▸ EXPLORE THE MATERIAL:
A. In the passage, about how many people packed the Carousel floor at the wake?
B. Shorten the paragraph of the passage that begins "When the wake got underway," and keep its main facts.
C. Copy word for word the part of the passage that starts at "If his journalistic" and ends at "41 years old.".

If his journalistic peers had the chance to start their own publication, many would have picked him ahead of any dozen Pulitzer winners. He slipped bizarre, funny, otherwise verboten sentences into the staid pages of the Times, and the characters who acted as his journalistic muses — bartenders, people from the block, the human equivalents of rusted F-150’s with missing hubcaps and ripped seats but good motors that could still get you across the country with maybe a little drama but whatever — peopled his songs as well.

He wore fedoras and old vests. He was well-known for being kind and generous to friends, colleagues, and strangers. Around this time he was 41 years old.

When the wake got underway, the Associated Press photographer Ted S. Warren recorded it. In the video, Stacy introduced her husband to around 90 people who packed the Carousel floor. He carried his too-thin frame to the mic, adjusted it like he’d done thousands of times before.

“I chose the right people,” he told them. “I’ve been lucky enough to find the right people in life, and I love you all. We’re the Music Grinders.”

▸ SOURCE MATERIAL:
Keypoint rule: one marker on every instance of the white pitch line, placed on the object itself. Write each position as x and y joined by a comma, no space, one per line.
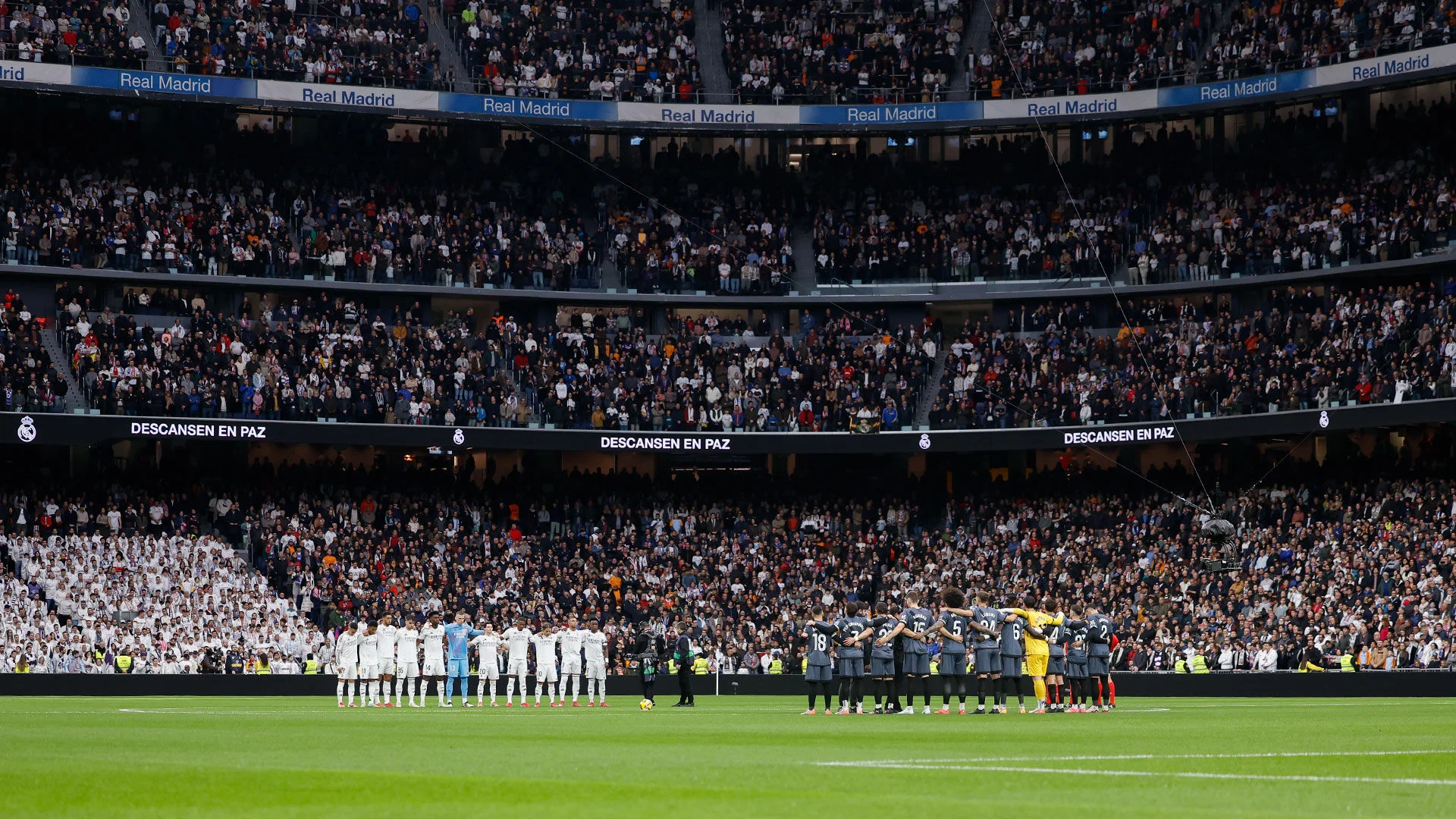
1273,754
1181,774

▸ RESPONSES TO THE EXERCISE:
A. Around 90 people.

B. Associated Press photographer Ted S. Warren filmed the wake. In the video, Stacy introduced her husband to about 90 people on the Carousel floor, and he brought his too-thin frame to the mic and adjusted it, as he had done thousands of times.

C.
If his journalistic peers had the chance to start their own publication, many would have picked him ahead of any dozen Pulitzer winners. He slipped bizarre, funny, otherwise verboten sentences into the staid pages of the Times, and the characters who acted as his journalistic muses — bartenders, people from the block, the human equivalents of rusted F-150’s with missing hubcaps and ripped seats but good motors that could still get you across the country with maybe a little drama but whatever — peopled his songs as well.

He wore fedoras and old vests. He was well-known for being kind and generous to friends, colleagues, and strangers. Around this time he was 41 years old.